Collect every line in the records below that contains the string "clicks", treating uppercase and lowercase as different. Copy each of those lines in full.

++++ EXERCISE INPUTS

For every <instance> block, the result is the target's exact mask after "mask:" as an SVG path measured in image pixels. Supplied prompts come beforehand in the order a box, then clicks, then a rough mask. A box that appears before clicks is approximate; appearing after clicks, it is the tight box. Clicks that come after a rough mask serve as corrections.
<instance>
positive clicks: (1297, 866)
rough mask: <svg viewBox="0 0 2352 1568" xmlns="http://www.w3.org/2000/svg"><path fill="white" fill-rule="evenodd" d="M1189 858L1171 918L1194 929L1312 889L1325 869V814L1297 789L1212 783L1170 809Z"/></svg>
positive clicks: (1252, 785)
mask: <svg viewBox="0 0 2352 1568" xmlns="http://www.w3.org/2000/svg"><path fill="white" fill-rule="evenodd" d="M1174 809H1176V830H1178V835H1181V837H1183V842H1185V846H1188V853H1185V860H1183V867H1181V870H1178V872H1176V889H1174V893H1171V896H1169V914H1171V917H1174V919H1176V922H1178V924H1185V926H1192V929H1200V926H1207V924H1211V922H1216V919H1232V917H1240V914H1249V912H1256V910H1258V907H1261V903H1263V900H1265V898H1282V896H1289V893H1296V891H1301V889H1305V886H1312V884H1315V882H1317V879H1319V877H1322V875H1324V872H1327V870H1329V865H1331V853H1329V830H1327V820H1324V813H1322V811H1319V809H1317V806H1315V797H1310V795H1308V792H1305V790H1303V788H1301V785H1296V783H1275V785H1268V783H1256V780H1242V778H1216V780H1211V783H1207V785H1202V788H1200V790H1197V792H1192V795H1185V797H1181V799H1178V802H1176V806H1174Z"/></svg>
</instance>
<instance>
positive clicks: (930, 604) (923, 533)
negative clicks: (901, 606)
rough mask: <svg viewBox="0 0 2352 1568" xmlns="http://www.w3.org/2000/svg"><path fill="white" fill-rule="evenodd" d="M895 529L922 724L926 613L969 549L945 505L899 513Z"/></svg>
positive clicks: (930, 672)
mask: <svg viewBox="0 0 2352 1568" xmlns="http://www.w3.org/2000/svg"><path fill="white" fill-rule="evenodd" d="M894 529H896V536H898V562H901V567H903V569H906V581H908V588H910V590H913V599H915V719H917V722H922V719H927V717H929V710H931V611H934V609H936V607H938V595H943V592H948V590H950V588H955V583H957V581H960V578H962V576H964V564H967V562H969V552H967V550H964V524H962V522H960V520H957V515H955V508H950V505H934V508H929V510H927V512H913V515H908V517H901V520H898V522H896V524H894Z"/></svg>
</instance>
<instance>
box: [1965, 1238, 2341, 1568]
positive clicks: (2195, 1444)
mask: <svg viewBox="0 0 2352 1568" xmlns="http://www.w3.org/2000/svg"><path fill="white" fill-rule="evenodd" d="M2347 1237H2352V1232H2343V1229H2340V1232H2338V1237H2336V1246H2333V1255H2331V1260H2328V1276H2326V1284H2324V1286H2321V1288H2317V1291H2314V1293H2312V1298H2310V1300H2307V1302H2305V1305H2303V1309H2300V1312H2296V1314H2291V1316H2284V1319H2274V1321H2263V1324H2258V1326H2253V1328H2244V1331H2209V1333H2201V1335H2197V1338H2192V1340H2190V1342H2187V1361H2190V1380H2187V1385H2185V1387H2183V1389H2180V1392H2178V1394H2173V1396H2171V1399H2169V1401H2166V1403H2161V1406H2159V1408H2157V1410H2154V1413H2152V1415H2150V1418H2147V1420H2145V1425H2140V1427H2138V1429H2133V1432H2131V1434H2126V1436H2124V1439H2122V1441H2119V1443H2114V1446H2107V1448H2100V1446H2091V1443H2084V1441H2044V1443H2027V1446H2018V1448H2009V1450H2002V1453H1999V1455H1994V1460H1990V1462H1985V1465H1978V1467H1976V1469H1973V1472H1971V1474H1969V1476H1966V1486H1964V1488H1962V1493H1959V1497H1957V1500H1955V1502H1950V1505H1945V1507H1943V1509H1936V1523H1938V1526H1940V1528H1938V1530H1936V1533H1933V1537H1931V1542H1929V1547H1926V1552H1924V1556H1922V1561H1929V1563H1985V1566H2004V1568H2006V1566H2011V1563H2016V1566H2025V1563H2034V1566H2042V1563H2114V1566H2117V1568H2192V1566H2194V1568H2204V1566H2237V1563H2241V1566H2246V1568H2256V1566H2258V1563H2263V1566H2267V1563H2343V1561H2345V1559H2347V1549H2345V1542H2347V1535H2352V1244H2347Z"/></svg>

++++++++

### SOLUTION FOR THIS EXERCISE
For every <instance> block, the result is the target's exact mask after "mask:" as an SVG path measured in image pixels. Supplied prompts come beforehand in the order a box, then clicks, then a rough mask. A box that appears before clicks is approximate; appearing after clicks, it is the tight box. Clicks that come after a rough mask serve as corrections.
positive clicks: (1297, 866)
positive clicks: (1252, 785)
positive clicks: (930, 604) (923, 533)
negative clicks: (901, 606)
positive clicks: (930, 672)
positive clicks: (2195, 1444)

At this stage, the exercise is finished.